• [Directives]:
a: Decide whether each statement below agrees with the passage on the opening of the television show The Judge. Answer yes or no for each, and quote the words of the passage that settle it: (i) The photographs the camera pans across show Shield himself. (ii) The Los Angeles City Hall stands in for the courthouse. (iii) Judge Franklin's courtroom is open to the public.
b: Pick up the passage on the opening of the television show The Judge after its final sentence, and continue writing it.

• [Excerpt to read]:

The title sequence would begin at Judge Franklin's home with Franklin preparing for work. The photographs that the camera pans across are actually of Shield himself, showing his days in the Army and as a young man. After a kiss to his wife and a wave to their neighbors, Judge Franklin would drive off to work as we heard him narrate:

"I'm Judge Robert J. Franklin. I chose the law as my way of serving my fellow citizens. As an elected judge in the family court, I pray each day that God will give me the wisdom to always temper justice with mercy."

The building standing in for the courthouse is the Pasadena City Hall in Pasadena, California. The title sequence would then end with him entering his chambers, sitting down, and signing some documents; concluding with a close-up of his signature.

The episode proper would then begin with Franklin entering the courtroom while an off-screen narrator explains:

"What you are about to see is a dramatization of an actual case in family court. Because of the emotional and sensitive nature of the issues presented here, Judge Franklin's courtroom is closed to the public. The proceedings are about to begin."

Like the aforementioned courtroom dramas, episodes of The Judge involved shock value: cases that began as mundane or routine often ended up taking a serious or unexpected turn.

• [Data]:
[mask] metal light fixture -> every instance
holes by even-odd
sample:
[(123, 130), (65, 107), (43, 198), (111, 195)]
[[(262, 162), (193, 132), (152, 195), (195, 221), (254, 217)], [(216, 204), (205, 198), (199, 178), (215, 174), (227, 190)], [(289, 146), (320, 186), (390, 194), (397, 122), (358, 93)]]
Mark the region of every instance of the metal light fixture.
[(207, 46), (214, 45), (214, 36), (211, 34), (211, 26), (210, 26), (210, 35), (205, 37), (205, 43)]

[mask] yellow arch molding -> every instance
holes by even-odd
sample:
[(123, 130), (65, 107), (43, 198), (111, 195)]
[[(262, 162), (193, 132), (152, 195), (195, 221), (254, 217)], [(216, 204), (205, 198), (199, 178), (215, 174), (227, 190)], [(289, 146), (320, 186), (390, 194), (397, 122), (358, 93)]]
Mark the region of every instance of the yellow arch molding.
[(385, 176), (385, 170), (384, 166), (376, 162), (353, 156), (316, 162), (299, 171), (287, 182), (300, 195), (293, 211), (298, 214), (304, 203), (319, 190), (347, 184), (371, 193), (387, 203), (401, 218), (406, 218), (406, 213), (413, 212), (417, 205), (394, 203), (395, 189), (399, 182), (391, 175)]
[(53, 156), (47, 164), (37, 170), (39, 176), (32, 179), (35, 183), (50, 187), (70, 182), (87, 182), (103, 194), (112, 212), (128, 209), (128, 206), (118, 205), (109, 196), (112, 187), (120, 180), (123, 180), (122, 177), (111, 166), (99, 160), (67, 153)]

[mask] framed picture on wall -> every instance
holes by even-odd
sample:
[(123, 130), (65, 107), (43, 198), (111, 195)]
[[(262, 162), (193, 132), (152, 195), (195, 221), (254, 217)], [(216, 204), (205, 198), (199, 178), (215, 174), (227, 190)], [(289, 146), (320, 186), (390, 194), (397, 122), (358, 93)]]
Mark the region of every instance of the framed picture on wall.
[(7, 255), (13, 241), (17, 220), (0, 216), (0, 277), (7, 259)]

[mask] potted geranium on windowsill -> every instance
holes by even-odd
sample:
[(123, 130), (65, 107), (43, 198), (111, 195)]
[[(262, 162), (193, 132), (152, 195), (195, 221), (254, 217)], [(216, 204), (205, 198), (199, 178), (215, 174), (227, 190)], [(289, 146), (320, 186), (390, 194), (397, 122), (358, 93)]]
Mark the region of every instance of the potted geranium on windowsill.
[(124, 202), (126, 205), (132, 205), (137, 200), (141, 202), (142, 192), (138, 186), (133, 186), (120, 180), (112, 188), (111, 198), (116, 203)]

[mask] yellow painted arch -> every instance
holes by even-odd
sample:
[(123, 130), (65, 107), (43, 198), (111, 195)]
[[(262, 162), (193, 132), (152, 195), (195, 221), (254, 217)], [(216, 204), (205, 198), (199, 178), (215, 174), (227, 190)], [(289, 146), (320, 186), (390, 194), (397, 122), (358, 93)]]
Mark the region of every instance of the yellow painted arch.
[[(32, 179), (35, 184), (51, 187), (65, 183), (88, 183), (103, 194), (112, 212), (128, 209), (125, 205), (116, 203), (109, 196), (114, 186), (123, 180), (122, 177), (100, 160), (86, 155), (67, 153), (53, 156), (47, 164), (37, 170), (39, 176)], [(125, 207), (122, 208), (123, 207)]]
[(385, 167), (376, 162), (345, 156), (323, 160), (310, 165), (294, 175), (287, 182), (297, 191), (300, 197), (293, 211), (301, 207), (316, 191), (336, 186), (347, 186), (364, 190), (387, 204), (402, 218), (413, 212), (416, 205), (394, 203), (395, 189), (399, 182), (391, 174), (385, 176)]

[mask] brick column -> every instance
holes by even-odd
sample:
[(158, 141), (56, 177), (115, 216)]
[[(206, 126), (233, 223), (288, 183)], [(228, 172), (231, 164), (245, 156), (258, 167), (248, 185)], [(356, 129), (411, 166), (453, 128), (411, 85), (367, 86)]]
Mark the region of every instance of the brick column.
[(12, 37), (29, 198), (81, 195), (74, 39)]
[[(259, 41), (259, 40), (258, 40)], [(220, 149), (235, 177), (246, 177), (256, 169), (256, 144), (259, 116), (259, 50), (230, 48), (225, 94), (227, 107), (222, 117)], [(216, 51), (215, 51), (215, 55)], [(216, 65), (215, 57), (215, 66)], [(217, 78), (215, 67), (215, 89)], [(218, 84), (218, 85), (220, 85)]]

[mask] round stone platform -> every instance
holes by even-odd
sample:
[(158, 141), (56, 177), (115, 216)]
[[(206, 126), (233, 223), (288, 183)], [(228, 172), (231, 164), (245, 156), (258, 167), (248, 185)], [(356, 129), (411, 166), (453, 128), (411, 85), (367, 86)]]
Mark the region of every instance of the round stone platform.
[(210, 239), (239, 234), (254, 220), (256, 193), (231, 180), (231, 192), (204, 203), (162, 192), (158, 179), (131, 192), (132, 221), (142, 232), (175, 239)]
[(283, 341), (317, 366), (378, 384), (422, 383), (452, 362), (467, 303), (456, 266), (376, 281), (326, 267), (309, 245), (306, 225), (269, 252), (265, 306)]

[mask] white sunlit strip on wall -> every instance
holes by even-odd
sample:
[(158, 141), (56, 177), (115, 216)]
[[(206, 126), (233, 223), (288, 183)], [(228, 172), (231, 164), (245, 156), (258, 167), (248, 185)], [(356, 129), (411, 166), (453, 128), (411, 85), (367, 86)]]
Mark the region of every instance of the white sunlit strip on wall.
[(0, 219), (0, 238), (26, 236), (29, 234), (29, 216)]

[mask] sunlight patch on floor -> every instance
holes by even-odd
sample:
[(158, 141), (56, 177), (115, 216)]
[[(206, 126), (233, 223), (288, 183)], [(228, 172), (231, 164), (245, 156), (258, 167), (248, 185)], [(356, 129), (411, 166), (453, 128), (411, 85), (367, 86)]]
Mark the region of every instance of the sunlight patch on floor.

• [Results]:
a:
(i) Yes: "The photographs that the camera pans across are actually of Shield himself"
(ii) No: "The building standing in for the courthouse is the Pasadena City Hall in Pasadena, California."
(iii) No: "Judge Franklin's courtroom is closed to the public."

b:
==Other regular characters==
- Janet Page (J.T. Solomon), Judge Franklin's courtroom assistant.
- Sergeant Terrance Fox (Brendan Burns), a recurring character who was often used for comic relief. An honest police officer with an abrasive personality, Fox would often irritate Judge Franklin to no end; in one episode he told the officer that he would try the patience of a saint, adding, "And I am no saint!"

==Broadcast history==
A drama that later became The Judge, called Municipal Court (changed to The Judge while still a local program), ran for 12 years as a local television program in Columbus, Ohio. Shield, playing Judge Franklin, won four regional Emmy Awards for his performance. In 1986, The Judge was picked up for national syndication, where it enjoyed a seven-year run.

Repeats of The Judge aired on the USA Network in the early 1990s.

The nationally syndicated version was originally taped in Los Angeles for its first four runs of 10 episodes each (1986–89), and later moved to Toronto, Ontario, Canada for its final three runs (1990–93). The show was licensed by WBNS-TV in Columbus.